*TEXTO APRESENTADO*:

———

Comércio marítimo em LM e migração de trabalhadores dos séc. 19 a 20 - moçambicanos na África do Sul (5/6)

Continuando o artigo anterior e finalizando a sérieos trabalhadores emigrantes que partiram de Moçambique para o Natal e que nunca teriam antes saído da sua aldeia e que em geral desconheciam o sistema capitalista deram mostras de muita adaptabilidade às novas condições. 
Uma foto de 1888 de Robert Harris mostrando a actividade principal para que foram inicialmente contratados no Natal.

FOTO 1
Trabalhadores, africanos e indianos, cortando cana de açucar numa plantação no Natal

Por exemplo os trabalhadores perceberam que podiam ir como "emigrantes contratados" para o Natal, o que lhes providenciava transporte organizado em grupo a preço reduzido e que chegados lá podiam partir já individualmente para trabalhos agrícolas no Cabo ou para as minas de Kimberley onde os salários eram mais elevados.
Como as condições de trabalho no Natal eram difíceis e as em Moçambique certamente piores, muitos deles acabaram por ficar nessas terras mais distantes juntando-se a outros patrícios levados no tempo da escravatura e que fazem agora parte da população sul-africana (ver aqui). Muito focado nos trabalhadores indianos pode ler-se artigo "história amarga" sobre a indústria e artigo sobre trabalho contratado (indenture work) que substituiu a escravatura para os indianos (referência às leis aplicadas)


FOTO 2
Mina De Beers de diamantes em Kimberley na África do Sul
com capatazes europeus e trabalhadores africanos em 1885

Quanto aos recrutadores / intermediários de mão de obra, estes textos mostram também as diversas variáveis da complexa equação. Por exemplo se um trabalhador emigrasse sob o controlo de recrutadores, por exemplo de John R. Dunn, havia uma estrutura montada que lhe oferecia condições minimas de alimentação e conforto e garantias de segurança na viagem e de retorno dos ganhos no final, mas óbviamente isso tinha um custo financeiro e talvez de falta de liberdade na escolha do patrão para quem iria trabalhar pois esse podia ser determinado à partida nalguns casos. 
Quem quisesse evitar esse sistema e optasse por emigrar por sua conta e risco, mesmo organizando-se em pequenos grupos ou juntando-se a outros viajantes ad-hoc, como desconheciam o caminho e não tinham estrutura de apoio ao longo dele, podiam perder-se, ser assaltados por ladrões ou por tribos locais com quem não tivessem combinado pagar tributo pela passagem, ser devorados por feras e se seguissem o trajecto pelas terras altas morrer de frio por não estarem habituados nem preparados para essas condições.

———

*MATERIAL FORNECIDO*:
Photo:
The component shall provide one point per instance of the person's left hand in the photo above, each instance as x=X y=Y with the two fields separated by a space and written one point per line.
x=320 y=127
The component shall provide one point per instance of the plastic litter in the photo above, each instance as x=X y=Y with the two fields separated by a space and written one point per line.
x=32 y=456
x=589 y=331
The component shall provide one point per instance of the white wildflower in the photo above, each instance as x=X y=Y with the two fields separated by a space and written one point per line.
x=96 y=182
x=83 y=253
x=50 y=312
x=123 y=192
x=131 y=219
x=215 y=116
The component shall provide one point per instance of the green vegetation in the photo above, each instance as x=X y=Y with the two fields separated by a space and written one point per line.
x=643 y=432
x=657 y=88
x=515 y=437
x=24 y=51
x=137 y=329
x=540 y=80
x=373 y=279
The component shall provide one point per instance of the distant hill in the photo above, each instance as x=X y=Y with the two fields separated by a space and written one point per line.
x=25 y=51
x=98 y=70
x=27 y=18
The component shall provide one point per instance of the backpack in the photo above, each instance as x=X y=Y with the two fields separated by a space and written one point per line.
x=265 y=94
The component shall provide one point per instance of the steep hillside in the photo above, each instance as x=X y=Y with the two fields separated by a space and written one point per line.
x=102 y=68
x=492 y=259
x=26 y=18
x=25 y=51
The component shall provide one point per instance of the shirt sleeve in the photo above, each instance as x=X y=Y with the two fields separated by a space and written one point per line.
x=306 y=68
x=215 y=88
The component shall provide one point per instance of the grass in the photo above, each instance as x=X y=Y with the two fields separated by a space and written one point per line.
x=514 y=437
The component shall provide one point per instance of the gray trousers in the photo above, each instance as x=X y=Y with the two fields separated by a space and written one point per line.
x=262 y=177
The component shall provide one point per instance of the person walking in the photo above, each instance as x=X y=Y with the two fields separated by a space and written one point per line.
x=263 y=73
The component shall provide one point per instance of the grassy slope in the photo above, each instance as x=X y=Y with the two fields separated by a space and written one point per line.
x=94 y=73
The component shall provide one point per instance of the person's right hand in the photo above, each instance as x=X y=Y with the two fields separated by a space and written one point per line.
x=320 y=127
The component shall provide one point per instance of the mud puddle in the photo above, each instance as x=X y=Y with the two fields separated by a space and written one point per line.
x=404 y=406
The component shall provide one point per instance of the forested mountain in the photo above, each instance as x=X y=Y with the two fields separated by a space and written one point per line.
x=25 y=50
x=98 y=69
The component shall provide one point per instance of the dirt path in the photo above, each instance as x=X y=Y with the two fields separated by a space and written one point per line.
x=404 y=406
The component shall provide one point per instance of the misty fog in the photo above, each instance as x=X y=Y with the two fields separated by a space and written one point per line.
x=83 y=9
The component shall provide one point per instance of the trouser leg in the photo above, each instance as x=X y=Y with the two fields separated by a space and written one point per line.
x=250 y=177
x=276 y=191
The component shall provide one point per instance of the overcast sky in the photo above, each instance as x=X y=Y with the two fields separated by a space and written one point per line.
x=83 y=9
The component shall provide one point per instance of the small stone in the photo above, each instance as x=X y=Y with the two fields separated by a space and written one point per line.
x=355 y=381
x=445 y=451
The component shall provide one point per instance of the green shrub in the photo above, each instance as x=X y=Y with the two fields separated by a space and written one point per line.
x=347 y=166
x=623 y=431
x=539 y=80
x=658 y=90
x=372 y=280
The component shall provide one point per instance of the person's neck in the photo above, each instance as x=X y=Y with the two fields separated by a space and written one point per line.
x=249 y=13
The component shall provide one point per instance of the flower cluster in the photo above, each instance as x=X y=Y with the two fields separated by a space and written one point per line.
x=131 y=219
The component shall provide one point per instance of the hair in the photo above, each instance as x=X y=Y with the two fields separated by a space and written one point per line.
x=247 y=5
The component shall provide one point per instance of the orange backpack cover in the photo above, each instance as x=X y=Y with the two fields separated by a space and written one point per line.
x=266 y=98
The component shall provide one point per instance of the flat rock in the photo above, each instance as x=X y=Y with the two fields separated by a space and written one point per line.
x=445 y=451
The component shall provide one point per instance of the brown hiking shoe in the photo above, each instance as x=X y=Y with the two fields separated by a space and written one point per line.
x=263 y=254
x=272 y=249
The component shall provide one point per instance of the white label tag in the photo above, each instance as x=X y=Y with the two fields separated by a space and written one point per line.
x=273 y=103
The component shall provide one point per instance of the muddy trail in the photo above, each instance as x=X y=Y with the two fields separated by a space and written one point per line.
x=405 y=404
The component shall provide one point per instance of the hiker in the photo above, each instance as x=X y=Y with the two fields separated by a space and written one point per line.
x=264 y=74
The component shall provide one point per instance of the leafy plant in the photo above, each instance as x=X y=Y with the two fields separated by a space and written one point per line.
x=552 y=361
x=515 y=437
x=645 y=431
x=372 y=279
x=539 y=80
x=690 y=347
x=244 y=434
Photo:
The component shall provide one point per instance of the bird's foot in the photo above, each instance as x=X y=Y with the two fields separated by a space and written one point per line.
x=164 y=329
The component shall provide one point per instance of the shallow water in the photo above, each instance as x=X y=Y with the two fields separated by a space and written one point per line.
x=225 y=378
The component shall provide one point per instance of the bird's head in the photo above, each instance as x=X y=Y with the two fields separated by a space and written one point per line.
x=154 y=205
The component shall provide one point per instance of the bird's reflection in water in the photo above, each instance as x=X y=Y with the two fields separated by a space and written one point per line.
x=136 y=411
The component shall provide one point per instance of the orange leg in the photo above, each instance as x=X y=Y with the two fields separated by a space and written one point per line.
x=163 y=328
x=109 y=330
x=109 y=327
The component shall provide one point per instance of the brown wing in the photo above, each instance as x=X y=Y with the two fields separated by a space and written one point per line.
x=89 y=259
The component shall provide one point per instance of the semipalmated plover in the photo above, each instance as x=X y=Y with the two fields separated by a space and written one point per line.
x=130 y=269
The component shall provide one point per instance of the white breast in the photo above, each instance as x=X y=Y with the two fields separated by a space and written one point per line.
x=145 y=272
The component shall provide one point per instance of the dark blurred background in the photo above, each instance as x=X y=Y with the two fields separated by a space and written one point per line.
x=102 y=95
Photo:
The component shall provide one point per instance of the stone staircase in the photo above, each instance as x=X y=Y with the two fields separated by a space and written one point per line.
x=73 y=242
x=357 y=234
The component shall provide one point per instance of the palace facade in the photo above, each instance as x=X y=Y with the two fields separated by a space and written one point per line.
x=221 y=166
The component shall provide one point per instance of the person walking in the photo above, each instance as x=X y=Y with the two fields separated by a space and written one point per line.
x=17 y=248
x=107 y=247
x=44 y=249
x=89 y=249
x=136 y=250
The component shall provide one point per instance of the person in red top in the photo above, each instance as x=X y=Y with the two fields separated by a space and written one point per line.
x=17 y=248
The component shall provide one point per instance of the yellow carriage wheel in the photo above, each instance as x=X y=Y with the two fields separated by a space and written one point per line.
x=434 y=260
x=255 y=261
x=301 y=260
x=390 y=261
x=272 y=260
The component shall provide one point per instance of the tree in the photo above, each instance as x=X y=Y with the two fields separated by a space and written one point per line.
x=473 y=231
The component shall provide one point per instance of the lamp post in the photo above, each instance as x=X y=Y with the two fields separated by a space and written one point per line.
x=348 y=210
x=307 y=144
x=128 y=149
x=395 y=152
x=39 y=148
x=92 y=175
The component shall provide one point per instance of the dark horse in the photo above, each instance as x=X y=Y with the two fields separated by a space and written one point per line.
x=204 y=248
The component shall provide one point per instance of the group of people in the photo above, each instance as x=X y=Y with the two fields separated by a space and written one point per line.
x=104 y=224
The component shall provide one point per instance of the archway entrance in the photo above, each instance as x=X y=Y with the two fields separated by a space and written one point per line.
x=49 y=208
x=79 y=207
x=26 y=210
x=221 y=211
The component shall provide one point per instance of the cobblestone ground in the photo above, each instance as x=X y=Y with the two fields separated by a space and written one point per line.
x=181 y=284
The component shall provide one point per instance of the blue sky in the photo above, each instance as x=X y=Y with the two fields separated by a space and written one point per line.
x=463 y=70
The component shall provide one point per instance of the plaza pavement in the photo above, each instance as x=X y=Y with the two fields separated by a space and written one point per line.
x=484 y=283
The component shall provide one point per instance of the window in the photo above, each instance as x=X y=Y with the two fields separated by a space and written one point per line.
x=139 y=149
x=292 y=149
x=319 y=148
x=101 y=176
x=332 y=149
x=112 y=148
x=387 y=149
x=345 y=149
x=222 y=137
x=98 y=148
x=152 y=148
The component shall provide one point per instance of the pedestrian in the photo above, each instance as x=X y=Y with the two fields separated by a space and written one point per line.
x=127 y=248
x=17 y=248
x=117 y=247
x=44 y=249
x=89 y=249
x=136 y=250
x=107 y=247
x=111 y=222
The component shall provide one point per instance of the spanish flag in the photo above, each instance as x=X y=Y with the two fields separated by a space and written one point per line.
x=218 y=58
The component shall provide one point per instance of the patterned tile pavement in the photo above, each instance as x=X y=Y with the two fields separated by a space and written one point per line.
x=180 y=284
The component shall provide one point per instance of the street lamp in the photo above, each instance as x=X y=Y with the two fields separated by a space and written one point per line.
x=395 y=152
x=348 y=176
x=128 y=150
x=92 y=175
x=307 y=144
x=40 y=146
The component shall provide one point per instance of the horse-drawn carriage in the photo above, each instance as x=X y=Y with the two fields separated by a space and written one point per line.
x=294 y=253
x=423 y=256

———

*TAREFAS A REALIZAR*:
a) Reescreva o trecho das entradas que abre com a linha que contém "The component shall provide one point per instance of the blue", incluída, e fecha no fim das entradas, substituindo "street lamp" por "lamppost" e mantendo todo o resto inalterado.
b) Dê seguimento ao texto sobre os trabalhadores moçambicanos emigrados para a África do Sul, começando logo após a última frase apresentada.
O texto e as entradas não têm qualquer relação entre si.

*RESULTADOS POR TAREFA*:
a)
The component shall provide one point per instance of the blue sky in the photo above, each instance as x=X y=Y with the two fields separated by a space and written one point per line.
x=463 y=70
The component shall provide one point per instance of the plaza pavement in the photo above, each instance as x=X y=Y with the two fields separated by a space and written one point per line.
x=484 y=283
The component shall provide one point per instance of the window in the photo above, each instance as x=X y=Y with the two fields separated by a space and written one point per line.
x=139 y=149
x=292 y=149
x=319 y=148
x=101 y=176
x=332 y=149
x=112 y=148
x=387 y=149
x=345 y=149
x=222 y=137
x=98 y=148
x=152 y=148
The component shall provide one point per instance of the pedestrian in the photo above, each instance as x=X y=Y with the two fields separated by a space and written one point per line.
x=127 y=248
x=17 y=248
x=117 y=247
x=44 y=249
x=89 y=249
x=136 y=250
x=107 y=247
x=111 y=222
The component shall provide one point per instance of the spanish flag in the photo above, each instance as x=X y=Y with the two fields separated by a space and written one point per line.
x=218 y=58
The component shall provide one point per instance of the patterned tile pavement in the photo above, each instance as x=X y=Y with the two fields separated by a space and written one point per line.
x=180 y=284
The component shall provide one point per instance of the lamppost in the photo above, each instance as x=X y=Y with the two fields separated by a space and written one point per line.
x=395 y=152
x=348 y=176
x=128 y=150
x=92 y=175
x=307 y=144
x=40 y=146
The component shall provide one point per instance of the horse-drawn carriage in the photo above, each instance as x=X y=Y with the two fields separated by a space and written one point per line.
x=294 y=253
x=423 y=256

b)
Pode-se ver melhor as vantagens do serviço que John R. Dunn prestava aos migrantes na página 50 do pdf de Patrick Harries: "The Dunn scheme eradicated much of the danger of travelling through Zululand. The men made their way independently to the Hluhluwe River where they gathered at the first shelter on the route south. They then travelled in parties to the second station on the Umfolosi before continuing to Inabe, Ungoye, and Manyeti, after which they were lodged by the government labour agent at the Lower Tugela ferry. Because workers were provided at each shelter with water and a pint of maize they were no longer weighed down by supplies of food or trade goods. They slept at each shelter and complained of any harassment to the station head or to the local chief, all of whom were in Dunn's employ. On their arrival at the Lower Tugela ferry the workers were registered, a receipt was sent to Dunn, and the men, after choosing where they wished to work, were then sent to the local magistracy where they were registered a second time."
E continua o estudo afrimando que esta estrutura era apoiada pelas autoridades gentílicas: "The scheme was strongly supported by the chiefs, who saw it as the only means of protecting their wandering followers. The Maputo chief, Nozingile, sent a messenger to Pietermaritzburg and expressed his satisfaction at the arrangements which had been made and said that many of his people had taken advantage of them and the old practices of killing and robbing his men as they passed through Zululand had now stopped and, since their passages had been made safe, very large numbers of people had gone to Natal."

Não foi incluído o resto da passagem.